Data records
• • • • •
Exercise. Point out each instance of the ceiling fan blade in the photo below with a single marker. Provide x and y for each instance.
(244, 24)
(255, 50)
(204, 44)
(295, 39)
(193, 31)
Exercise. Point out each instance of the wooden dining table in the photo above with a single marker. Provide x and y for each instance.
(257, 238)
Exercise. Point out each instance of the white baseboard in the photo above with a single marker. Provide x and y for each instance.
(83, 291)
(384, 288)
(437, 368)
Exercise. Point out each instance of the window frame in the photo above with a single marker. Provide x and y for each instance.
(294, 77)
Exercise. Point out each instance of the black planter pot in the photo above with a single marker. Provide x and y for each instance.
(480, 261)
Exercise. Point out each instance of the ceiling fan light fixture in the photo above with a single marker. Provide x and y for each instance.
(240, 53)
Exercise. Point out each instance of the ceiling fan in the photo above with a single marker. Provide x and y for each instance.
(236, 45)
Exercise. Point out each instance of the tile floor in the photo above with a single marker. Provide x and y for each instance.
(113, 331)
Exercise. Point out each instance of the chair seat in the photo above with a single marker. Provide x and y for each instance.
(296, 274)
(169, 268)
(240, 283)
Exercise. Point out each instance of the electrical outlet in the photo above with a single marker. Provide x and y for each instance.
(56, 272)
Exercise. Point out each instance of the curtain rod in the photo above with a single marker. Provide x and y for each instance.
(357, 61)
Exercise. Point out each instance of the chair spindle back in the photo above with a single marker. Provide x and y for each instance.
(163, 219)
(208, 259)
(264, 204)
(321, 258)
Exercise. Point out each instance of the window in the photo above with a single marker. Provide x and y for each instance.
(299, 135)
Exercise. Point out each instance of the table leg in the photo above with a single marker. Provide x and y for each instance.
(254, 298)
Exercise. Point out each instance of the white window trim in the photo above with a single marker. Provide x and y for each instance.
• • • • •
Set out every line of the data above as a Markdown table with the columns No. and Entry, numbering the lines in order and leaving out any blank ones.

| No. | Entry |
|---|---|
| 1 | Exercise. Point out each instance of the ceiling fan blade in the photo below with a single marker. Provide x and y for each instance. |
| 2 | (244, 24) |
| 3 | (255, 50) |
| 4 | (204, 44) |
| 5 | (295, 39) |
| 6 | (193, 31) |
| 7 | Exercise. Point out each instance of the wooden dining table in the photo above with a single marker. Provide x and y for each instance. |
| 8 | (257, 238) |
| 9 | Exercise. Point out each instance of the white baseboard in the photo above with a single marker. Provide x and y for each instance. |
| 10 | (83, 291) |
| 11 | (384, 288) |
| 12 | (437, 368) |
| 13 | Exercise. Point out each instance of the window frame in the photo above with a single marker. Provide x and y for each instance. |
| 14 | (294, 77) |
| 15 | Exercise. Point out each instance of the black planter pot in the photo above with a single marker. Provide x and y for each instance. |
| 16 | (480, 261) |
| 17 | Exercise. Point out each instance of the ceiling fan light fixture in the photo above with a single marker. Provide x and y for each instance. |
| 18 | (240, 53) |
| 19 | Exercise. Point out each instance of the ceiling fan in the photo above with a single marker. Provide x and y for each instance. |
| 20 | (236, 45) |
| 21 | Exercise. Point out each instance of the tile floor in the photo above with a single marker. Provide x and y for each instance. |
| 22 | (113, 331) |
| 23 | Exercise. Point out each instance of the chair seat in the photo above with a single marker. Provide x and y for each instance. |
| 24 | (296, 274) |
| 25 | (169, 268) |
| 26 | (240, 283) |
| 27 | Exercise. Point out each instance of the electrical outlet in the photo above with a single marker. Provide x and y for each instance. |
| 28 | (56, 272) |
| 29 | Exercise. Point out each instance of the curtain rod in the photo above with a single marker. Provide x and y for each instance. |
| 30 | (357, 61) |
| 31 | Exercise. Point out each instance of the chair spindle back in the photo above with a single marker. Provide x and y for each instance. |
| 32 | (163, 219) |
| 33 | (208, 259) |
| 34 | (264, 204) |
| 35 | (321, 258) |
| 36 | Exercise. Point out each instance of the window in the photo above with a single marker. Provide x and y for each instance. |
| 37 | (299, 135) |
| 38 | Exercise. Point out each instance of the table leg in the photo above with a single marker. Provide x and y for each instance. |
| 39 | (254, 298) |
| 40 | Exercise. Point out each instance of the white window trim in the photo above with a single marker. Provide x and y for each instance. |